[Task to carry out] Render the lines from the one containing "Provide the outline of every instance of the **white van**" through the one containing "255 107 L 255", both included, as a JSON list of strings with one string per line and blank lines left out.
____
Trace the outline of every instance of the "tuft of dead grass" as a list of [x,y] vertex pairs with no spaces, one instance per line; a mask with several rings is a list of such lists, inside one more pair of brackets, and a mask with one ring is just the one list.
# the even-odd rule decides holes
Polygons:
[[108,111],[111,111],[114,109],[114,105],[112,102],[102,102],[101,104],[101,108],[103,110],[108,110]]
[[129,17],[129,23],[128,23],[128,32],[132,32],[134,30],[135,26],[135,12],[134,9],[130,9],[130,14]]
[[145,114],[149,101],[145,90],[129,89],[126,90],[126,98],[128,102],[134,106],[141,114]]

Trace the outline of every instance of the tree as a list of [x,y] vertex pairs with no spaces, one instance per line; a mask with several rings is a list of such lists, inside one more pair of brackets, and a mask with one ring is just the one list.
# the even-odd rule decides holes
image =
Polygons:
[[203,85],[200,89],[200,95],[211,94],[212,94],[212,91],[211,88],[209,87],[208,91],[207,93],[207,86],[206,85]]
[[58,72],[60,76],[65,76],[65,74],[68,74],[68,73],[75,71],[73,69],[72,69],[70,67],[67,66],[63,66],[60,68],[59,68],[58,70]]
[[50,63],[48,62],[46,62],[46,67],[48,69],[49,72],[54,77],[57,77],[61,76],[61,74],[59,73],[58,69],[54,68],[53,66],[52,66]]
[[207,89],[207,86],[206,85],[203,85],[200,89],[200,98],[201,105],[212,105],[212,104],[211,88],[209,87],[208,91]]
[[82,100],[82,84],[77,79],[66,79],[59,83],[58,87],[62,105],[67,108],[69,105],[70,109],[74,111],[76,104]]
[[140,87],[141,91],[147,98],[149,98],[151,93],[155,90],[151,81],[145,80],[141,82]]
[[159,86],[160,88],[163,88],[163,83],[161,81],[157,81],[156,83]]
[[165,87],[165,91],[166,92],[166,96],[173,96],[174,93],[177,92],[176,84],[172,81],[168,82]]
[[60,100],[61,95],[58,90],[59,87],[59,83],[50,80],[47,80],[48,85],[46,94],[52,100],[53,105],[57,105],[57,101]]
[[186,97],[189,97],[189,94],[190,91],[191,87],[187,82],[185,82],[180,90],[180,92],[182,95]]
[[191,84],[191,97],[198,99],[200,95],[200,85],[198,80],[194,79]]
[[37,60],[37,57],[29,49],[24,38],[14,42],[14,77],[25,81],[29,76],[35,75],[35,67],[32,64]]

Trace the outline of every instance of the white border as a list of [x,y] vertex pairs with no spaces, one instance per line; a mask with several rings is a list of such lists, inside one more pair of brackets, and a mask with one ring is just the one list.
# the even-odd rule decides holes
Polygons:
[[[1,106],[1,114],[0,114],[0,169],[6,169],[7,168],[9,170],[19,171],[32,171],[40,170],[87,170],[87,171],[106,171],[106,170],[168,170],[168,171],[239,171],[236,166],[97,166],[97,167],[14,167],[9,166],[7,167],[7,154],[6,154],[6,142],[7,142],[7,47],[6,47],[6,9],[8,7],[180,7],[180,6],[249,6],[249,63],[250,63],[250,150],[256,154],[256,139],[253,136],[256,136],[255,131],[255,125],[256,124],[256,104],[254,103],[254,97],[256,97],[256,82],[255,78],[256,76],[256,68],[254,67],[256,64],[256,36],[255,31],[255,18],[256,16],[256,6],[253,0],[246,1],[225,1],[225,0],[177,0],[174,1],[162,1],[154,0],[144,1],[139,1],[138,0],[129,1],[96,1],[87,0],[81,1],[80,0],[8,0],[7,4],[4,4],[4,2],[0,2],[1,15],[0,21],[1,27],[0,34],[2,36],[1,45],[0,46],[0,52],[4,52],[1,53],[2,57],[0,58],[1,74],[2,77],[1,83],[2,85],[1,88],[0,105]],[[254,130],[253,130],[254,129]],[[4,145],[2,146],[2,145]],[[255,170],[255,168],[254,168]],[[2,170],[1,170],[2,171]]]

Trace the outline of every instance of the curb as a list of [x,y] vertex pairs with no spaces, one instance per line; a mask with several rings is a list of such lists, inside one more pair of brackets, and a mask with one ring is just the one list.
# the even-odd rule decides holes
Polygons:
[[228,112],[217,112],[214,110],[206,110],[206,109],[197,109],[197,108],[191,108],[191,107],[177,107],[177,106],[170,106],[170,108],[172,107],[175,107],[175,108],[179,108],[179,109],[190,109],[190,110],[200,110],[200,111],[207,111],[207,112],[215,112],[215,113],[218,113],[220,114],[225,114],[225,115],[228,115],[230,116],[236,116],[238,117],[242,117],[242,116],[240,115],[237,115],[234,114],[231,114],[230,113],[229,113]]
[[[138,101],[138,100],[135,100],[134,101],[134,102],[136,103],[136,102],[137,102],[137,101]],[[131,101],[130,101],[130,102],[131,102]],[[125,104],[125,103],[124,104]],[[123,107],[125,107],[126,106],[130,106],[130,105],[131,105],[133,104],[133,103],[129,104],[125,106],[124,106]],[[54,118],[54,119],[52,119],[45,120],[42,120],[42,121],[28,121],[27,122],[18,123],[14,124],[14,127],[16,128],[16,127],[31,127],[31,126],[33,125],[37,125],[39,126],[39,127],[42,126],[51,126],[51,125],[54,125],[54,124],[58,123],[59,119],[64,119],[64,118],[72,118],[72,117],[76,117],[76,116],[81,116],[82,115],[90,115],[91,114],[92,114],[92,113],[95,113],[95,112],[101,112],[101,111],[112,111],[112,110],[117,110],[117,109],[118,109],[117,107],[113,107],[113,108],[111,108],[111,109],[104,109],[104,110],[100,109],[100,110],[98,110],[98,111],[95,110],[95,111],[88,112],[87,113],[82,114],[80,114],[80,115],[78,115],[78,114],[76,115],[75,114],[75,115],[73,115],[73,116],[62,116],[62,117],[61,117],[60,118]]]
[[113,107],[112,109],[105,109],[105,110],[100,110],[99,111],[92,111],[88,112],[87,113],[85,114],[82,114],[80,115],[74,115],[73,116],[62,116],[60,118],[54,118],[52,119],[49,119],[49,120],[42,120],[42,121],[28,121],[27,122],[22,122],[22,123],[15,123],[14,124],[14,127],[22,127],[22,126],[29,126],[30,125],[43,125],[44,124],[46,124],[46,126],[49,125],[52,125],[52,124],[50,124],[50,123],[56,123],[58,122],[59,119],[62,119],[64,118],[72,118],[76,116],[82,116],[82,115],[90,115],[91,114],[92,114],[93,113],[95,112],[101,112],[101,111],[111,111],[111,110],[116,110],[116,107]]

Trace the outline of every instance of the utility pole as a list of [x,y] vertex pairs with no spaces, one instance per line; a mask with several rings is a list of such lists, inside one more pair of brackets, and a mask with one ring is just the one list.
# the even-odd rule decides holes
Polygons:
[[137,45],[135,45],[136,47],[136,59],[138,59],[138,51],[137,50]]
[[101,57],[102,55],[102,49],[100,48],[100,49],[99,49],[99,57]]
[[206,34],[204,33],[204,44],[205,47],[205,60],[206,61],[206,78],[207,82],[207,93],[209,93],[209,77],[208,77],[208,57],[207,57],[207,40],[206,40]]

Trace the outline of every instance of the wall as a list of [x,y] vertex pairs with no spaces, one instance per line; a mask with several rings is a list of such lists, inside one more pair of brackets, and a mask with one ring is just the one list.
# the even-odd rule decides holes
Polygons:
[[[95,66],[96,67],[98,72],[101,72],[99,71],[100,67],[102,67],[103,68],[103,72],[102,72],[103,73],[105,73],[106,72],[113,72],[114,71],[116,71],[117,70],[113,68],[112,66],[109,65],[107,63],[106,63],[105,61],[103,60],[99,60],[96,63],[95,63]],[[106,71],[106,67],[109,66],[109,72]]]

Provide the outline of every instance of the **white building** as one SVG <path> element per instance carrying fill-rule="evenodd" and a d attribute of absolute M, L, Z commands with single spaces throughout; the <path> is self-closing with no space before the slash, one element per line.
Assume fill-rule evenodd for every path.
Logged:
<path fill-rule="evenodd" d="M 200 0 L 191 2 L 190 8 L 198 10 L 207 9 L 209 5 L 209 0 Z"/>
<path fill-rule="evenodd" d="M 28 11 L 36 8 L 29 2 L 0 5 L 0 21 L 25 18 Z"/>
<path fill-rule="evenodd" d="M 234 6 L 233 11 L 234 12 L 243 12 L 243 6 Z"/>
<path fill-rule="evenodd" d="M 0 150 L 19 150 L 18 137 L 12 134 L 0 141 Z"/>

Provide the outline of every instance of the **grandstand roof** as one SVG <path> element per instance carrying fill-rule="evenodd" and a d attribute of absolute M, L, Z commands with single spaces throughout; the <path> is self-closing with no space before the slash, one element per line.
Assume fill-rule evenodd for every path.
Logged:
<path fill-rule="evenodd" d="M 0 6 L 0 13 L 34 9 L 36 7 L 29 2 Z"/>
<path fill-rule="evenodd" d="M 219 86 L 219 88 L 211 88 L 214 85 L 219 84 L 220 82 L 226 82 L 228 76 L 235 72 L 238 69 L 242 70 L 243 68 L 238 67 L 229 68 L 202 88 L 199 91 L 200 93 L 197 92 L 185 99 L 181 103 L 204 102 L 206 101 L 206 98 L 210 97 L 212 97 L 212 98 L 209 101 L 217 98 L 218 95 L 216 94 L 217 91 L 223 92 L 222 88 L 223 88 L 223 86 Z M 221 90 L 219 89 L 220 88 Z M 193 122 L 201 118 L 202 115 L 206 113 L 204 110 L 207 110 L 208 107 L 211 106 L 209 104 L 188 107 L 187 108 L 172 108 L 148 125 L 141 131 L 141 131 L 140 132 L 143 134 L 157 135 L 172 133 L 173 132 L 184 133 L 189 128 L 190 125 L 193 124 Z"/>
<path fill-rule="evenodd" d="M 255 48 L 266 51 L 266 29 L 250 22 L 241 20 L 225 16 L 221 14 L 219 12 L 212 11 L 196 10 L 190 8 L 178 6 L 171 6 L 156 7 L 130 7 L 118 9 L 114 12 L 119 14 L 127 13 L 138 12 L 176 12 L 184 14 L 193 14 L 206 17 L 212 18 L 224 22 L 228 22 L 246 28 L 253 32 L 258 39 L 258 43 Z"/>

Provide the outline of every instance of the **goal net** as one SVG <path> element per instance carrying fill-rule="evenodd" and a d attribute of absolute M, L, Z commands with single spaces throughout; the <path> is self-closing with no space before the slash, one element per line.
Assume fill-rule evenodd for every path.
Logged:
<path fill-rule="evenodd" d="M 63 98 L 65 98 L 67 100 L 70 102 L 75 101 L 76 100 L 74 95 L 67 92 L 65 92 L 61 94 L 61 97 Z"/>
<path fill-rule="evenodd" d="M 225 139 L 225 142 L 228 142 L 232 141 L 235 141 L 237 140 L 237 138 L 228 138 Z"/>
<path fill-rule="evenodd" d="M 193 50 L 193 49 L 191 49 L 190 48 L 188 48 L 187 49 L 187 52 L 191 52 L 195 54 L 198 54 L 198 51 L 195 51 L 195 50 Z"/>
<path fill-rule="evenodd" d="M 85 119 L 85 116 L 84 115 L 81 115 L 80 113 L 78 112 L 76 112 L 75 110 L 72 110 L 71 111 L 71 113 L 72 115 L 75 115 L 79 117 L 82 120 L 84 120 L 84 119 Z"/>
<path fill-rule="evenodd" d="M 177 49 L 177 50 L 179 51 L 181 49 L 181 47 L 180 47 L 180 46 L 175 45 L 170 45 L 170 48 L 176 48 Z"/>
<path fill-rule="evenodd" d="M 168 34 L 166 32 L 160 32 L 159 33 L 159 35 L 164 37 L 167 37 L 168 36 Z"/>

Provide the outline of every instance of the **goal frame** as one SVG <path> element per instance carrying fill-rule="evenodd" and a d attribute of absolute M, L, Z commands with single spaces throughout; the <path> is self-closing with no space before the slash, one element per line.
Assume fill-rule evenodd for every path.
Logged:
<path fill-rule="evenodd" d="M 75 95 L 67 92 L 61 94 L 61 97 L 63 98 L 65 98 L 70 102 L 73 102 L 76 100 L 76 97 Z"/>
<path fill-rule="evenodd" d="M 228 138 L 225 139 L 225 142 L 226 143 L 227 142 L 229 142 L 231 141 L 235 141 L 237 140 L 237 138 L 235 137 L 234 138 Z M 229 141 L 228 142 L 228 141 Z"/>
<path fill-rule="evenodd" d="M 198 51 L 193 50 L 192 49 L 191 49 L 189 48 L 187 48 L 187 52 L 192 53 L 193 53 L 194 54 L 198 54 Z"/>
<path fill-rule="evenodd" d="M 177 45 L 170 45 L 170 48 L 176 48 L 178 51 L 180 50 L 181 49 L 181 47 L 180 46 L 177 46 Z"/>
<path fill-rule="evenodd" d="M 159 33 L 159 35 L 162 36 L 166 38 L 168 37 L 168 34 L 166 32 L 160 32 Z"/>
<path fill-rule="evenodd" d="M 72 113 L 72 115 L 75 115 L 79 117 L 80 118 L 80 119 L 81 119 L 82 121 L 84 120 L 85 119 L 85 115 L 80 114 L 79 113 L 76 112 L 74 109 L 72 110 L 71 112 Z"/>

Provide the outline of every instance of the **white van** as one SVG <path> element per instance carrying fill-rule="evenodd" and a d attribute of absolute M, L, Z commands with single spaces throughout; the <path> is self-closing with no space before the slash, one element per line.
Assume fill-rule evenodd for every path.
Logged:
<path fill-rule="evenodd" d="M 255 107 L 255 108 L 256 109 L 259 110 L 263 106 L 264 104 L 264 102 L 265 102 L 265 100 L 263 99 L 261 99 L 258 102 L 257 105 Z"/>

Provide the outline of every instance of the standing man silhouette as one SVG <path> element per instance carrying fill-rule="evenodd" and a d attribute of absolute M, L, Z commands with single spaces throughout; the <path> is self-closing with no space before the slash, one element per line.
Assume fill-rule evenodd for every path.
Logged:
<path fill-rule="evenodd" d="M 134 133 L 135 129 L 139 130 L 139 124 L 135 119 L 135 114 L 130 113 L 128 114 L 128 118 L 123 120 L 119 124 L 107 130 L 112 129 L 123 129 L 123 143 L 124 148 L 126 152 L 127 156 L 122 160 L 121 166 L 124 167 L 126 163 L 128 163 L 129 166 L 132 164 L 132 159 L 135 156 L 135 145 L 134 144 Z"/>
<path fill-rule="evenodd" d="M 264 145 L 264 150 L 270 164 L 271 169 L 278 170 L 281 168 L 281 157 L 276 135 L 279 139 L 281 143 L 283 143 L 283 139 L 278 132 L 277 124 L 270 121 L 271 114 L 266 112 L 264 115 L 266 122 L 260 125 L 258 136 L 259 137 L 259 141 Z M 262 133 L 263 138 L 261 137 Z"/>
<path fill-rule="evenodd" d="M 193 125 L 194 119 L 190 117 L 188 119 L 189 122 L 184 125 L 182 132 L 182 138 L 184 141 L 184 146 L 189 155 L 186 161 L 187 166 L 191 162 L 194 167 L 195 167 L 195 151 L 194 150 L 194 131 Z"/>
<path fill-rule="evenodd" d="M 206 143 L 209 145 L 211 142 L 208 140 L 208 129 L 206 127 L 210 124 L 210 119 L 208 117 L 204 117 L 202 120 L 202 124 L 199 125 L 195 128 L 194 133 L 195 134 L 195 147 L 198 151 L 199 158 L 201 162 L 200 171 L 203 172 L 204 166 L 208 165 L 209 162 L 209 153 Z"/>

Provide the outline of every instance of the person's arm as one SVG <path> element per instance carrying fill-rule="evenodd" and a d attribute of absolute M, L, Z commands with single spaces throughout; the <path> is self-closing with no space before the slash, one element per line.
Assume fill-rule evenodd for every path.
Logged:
____
[Reply]
[
  "Provide the outline of every instance of the **white van** as one SVG <path> element per instance carrying fill-rule=\"evenodd\" and a d attribute of absolute M, L, Z commands with single spaces throughout; the <path> is self-closing with no space before the slash, one element per line.",
  "Assume fill-rule evenodd for every path.",
  "Logged:",
  "<path fill-rule=\"evenodd\" d=\"M 255 107 L 255 108 L 256 109 L 259 110 L 263 106 L 264 104 L 264 102 L 265 102 L 265 100 L 263 99 L 261 99 L 258 102 L 257 105 Z\"/>"
]